Begin

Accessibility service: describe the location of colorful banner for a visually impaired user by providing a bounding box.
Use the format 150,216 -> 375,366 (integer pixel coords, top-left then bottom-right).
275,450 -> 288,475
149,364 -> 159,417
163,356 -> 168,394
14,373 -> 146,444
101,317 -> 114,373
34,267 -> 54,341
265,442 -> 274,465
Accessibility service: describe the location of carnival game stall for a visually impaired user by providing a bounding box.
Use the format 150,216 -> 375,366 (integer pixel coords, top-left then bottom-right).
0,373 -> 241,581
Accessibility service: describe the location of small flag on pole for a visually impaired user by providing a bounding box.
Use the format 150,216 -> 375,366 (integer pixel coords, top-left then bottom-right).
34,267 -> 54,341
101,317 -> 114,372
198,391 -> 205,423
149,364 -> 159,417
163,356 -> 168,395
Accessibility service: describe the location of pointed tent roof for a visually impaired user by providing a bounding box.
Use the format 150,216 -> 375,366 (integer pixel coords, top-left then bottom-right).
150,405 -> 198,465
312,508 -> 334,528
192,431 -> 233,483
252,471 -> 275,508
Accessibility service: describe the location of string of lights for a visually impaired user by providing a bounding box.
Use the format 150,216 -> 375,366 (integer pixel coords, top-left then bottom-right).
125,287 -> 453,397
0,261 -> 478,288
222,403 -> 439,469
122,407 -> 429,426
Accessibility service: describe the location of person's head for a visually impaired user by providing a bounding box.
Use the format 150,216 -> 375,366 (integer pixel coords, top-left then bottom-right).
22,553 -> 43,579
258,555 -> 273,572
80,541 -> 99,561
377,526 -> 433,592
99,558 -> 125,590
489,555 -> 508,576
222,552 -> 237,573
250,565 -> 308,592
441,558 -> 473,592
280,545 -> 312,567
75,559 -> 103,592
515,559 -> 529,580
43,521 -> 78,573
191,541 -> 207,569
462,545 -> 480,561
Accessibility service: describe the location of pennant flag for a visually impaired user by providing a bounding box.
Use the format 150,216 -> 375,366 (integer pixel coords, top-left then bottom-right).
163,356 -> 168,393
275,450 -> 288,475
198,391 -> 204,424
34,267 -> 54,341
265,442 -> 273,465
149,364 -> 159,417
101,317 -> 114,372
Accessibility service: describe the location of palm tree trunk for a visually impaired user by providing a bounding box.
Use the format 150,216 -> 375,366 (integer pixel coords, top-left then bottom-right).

End

Render the full listing above as a JSON array of strings, with one string per line and blank lines omitted.

[
  "Accessibility service: describe the location of colorful banner for a visually impaired user by providing a bounding box.",
  "Use the format 150,216 -> 375,366 (integer pixel coords, top-left then bottom-right).",
  "275,450 -> 288,475",
  "149,364 -> 159,417",
  "163,356 -> 168,394",
  "14,373 -> 146,444",
  "101,317 -> 114,373",
  "34,267 -> 54,341",
  "265,442 -> 274,465",
  "Accessibility service: describe the location of carnival game stall for a visually impaired user by providing a bounding box.",
  "Use the format 150,216 -> 375,366 (integer pixel coords, top-left then bottom-right).",
  "0,373 -> 241,581",
  "Accessibility service: describe the location of small flag on pole for a visually impaired user by providing a bounding box.",
  "Use the format 150,216 -> 375,366 (integer pixel coords, top-left then bottom-right).",
  "34,267 -> 54,341",
  "101,317 -> 114,372",
  "198,391 -> 205,423",
  "149,364 -> 159,417",
  "163,356 -> 168,395",
  "Accessibility service: describe the location of pointed tent roof for a visually impaired user by providing a bounding box.",
  "Use the format 150,216 -> 375,366 (integer pixel coords, top-left then bottom-right).",
  "150,405 -> 198,465",
  "312,508 -> 334,528",
  "192,431 -> 233,483",
  "252,471 -> 275,508",
  "Accessibility service: describe the location of string of lights for a visually impaired user by providing a bounding box.",
  "Use the format 150,216 -> 375,366 (integer pixel coords, top-left then bottom-right).",
  "125,287 -> 453,397",
  "0,261 -> 478,288",
  "222,403 -> 439,469",
  "122,407 -> 429,426",
  "Accessibility service: describe the location of person's head for a visually impaired user by providing a bounding box.",
  "Use the format 150,216 -> 375,366 (integer pixel coords, top-left then bottom-right).",
  "22,553 -> 43,579",
  "258,555 -> 273,572",
  "80,541 -> 99,561",
  "377,526 -> 433,592",
  "99,558 -> 125,590",
  "489,555 -> 508,576",
  "222,552 -> 237,573",
  "250,565 -> 308,592",
  "441,558 -> 473,592",
  "280,545 -> 312,567",
  "75,559 -> 103,592",
  "515,559 -> 529,580",
  "43,521 -> 78,573",
  "191,541 -> 207,569",
  "462,545 -> 480,561",
  "Accessibility service: describe the location of pennant flag for a visually impaired user by providing a bounding box.",
  "Use the format 150,216 -> 375,366 (integer pixel coords, top-left then bottom-right).",
  "163,356 -> 168,393",
  "275,450 -> 288,475",
  "198,391 -> 204,424",
  "34,267 -> 54,341",
  "265,442 -> 273,465",
  "149,364 -> 159,417",
  "101,317 -> 114,372",
  "Accessibility service: describe the location of palm tree trunk for a visually impaired user by providing a bounding box.",
  "Use the format 150,216 -> 375,366 (integer pixel coords, top-left then bottom-right)."
]